The spreadsheet (ss) calculates both the current (choose Current under %AoM) and the surface (choose Surface under %AoM) GF. Baker gives the surfacing m-values (Mo) in his paper "Understanding M-values" as well as formulas to calculate GF99 and the a/b coefficients. I use the Mo values in the ss to calculate surface GF and to derive the a and b coefficients. You can view my code by pressing Alt-F8 and selecting calc_press and then edit. The Mo values, one for each tissue compartment, are the maximum pressures values when reaching the surface. My ss, fortunately, displays TC pressures. To get SurfGF I simply take the CTC (controlling tissue compartment) pressure and divide it by the Mo pressure and then calculate a percentage. Simply put, the SurfGF is the percentage of the Mo value at any depth or segment of the dive if you could instantaneously surface at that point in the dive.

Now, whether you believe my implementation of SurfGF or GF99 is correct or not we still need to explain Baker's results. You may not have much trust in my ss but I do trust Baker's results on this. Note: Baker computes current GF or GF99. To reiterate, Baker's programmed surfacing GF is 75% but his calculated GF99 is 92% upon surfacing. Why?

I have the code from SubSurface and will study it to see how they calculate surface GF.
 
@rsingler

It makes intuitive sense to me that the SubSurface GFs are lower than your GF high after a SS with or without a slow ascent. I have trouble understanding why the EFX GFs are all greater than your GF high. This may be entirely my problem. What do others think?
 
@rsingler

It makes intuitive sense to me that the SubSurface GFs are lower than your GF high after a SS with or without a slow ascent. I have trouble understanding why the EFX GFs are all greater than your GF high. This may be entirely my problem. What do others think?
That's just the issue I am currently discussing with @EFX at this time. He is comparing code with SubSurface. I gather that a lot rests on the fact that he is implementing Baker's formulas. I don't know if current deco computer programming has moved away from that.
More to follow shortly, I hope.
 
@rsingler

It makes intuitive sense to me that the SubSurface GFs are lower than your GF high after a SS with or without a slow ascent. I have trouble understanding why the EFX GFs are all greater than your GF high. This may be entirely my problem. What do others think?

The way I understand it, as explained, EFX's spread sheet uses the same formulas as published by Baker (I believe in deco lessons?)
In the paper the surfacing GF was greater than GFhi.
Therefore the surfacing GF is also greater than GFhi in the spreadsheet.

Whether this is by design by Baker, (in which case I dont understand why), or by copied error in his paper is unknown it this point.

(Data entries)
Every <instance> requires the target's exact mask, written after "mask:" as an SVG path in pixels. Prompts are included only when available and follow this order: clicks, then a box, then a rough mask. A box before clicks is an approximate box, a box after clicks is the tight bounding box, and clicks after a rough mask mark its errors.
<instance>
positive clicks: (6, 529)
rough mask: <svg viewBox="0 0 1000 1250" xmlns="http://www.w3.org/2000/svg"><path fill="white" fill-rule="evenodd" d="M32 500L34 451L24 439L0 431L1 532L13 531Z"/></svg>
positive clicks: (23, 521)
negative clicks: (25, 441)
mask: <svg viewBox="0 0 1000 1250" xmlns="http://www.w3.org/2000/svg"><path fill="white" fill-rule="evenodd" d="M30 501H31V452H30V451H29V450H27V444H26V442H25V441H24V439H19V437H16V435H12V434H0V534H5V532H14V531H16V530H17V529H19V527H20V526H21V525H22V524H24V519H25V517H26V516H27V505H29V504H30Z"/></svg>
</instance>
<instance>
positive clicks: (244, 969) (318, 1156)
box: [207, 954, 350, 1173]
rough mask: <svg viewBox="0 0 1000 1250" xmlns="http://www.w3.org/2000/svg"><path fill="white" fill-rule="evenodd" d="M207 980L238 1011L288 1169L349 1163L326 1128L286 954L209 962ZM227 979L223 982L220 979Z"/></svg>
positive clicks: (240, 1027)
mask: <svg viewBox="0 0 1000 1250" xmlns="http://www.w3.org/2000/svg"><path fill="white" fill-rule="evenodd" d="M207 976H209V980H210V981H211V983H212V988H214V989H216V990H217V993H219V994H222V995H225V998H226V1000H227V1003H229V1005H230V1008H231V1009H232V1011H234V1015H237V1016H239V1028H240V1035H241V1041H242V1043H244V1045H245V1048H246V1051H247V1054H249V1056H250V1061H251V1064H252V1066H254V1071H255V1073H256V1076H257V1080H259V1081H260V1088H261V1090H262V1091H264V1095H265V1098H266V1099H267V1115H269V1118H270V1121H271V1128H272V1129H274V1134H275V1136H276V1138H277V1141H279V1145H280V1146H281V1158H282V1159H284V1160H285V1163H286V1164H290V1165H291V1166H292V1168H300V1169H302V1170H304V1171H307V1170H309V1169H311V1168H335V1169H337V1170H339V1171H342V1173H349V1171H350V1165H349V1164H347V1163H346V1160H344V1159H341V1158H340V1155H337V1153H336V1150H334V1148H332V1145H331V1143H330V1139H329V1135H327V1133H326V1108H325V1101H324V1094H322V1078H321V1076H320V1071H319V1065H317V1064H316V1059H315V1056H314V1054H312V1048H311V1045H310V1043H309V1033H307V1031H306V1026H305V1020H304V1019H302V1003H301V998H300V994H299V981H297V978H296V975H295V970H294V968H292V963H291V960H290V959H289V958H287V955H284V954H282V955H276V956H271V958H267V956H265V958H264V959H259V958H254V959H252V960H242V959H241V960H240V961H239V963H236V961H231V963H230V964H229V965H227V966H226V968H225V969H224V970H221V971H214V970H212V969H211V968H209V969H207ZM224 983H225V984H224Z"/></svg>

▶ **Problem 1**: In the thread on gradient factors, what reason is given for the surfacing GF also being greater than GFhi in the spreadsheet?
▶ **Problem 2**: Can you update the data entries so that every "rough mask" reads "coarse mask", with everything else unchanged? Begin at the first line of the data entries and stop after the line that has "positive clicks: (23, 521)".

▶ **Problem solution 1**: The spreadsheet uses the same formulas that Baker published, and in Baker's paper the surfacing GF was greater than GFhi. So the spreadsheet shows the same result.

▶ **Problem solution 2**:
Every <instance> requires the target's exact mask, written after "mask:" as an SVG path in pixels. Prompts are included only when available and follow this order: clicks, then a box, then a coarse mask. A box before clicks is an approximate box, a box after clicks is the tight bounding box, and clicks after a coarse mask mark its errors.
<instance>
positive clicks: (6, 529)
coarse mask: <svg viewBox="0 0 1000 1250" xmlns="http://www.w3.org/2000/svg"><path fill="white" fill-rule="evenodd" d="M32 500L34 451L24 439L0 431L1 532L13 531Z"/></svg>
positive clicks: (23, 521)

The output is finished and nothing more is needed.